The best travel money options for your next overseas trip


You've booked flights and accommodation for your international trip, but how are you going to pay your way abroad? Here are the travel money options available.

It's fast approaching that time of year when Australians heading abroad over winter will need to start digging out their passports and suitcases.

best money options for overseas travel

Unsurprisingly, European cities like Barcelona, London and Paris are likely to be among the most popular destinations this year - at least, according to search data from Airbnb for stays in June, July and August.

Australian travellers aren't only going to be eating, drinking and navigating their suitcases through the cobblestone streets of some of Europe's largest cities though. Those seeking a more tropical climate helped Bali make the list, as did skiers and snowboarders in search of snow in Queenstown.

Making sure that flights and accommodation are booked will, of course, be at the top of the priority list for most people. But so should working out how you want to pay while you're overseas.

_Tasks:_
1. In the travel money article, what source is cited for the likely popularity of European cities?
2. Extend the article on travel money options, picking up after its final sentence.

_Provided material:_
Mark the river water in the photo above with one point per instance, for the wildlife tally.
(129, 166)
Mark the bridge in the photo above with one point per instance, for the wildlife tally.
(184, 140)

_Answers in order:_
1. Search data from Airbnb for stays in June, July and August.

2.
"I think it's really important that before you go travelling, you take the time to consider how you would like to spend," says Sarah Megginson, personal finance expert at Finder.

"Are you the type of person that likes to carry cash in your wallet, or do you like putting everything on your card? It really depends on how you enjoy travelling, but it's worth thinking about."

So what are your travel money options, what are the costs involved and what else do you need to know about your paying while abroad? Let's dig in.

Credit cards for overseas travel

  • Pros: Widely accepted; handy for large expenses
  • Cons: Transaction fees and ATM withdrawals can be expensive

Credit cards are one of the more widely accepted payment options overseas, and because they work on credit - naturally - that can make them handy when paying for big ticket items like accommodation or tours when you might not want to use your own money - at least, not straight away.

"A credit card can be enticing, as some travel credit cards offer free international travel insurance if you purchase a certain amount of prepaid travel costs on the card, with additional bonus rewards points or frequent flyer points for spending overseas," says Rachel Wastell, money expert at financial comparison website Mozo.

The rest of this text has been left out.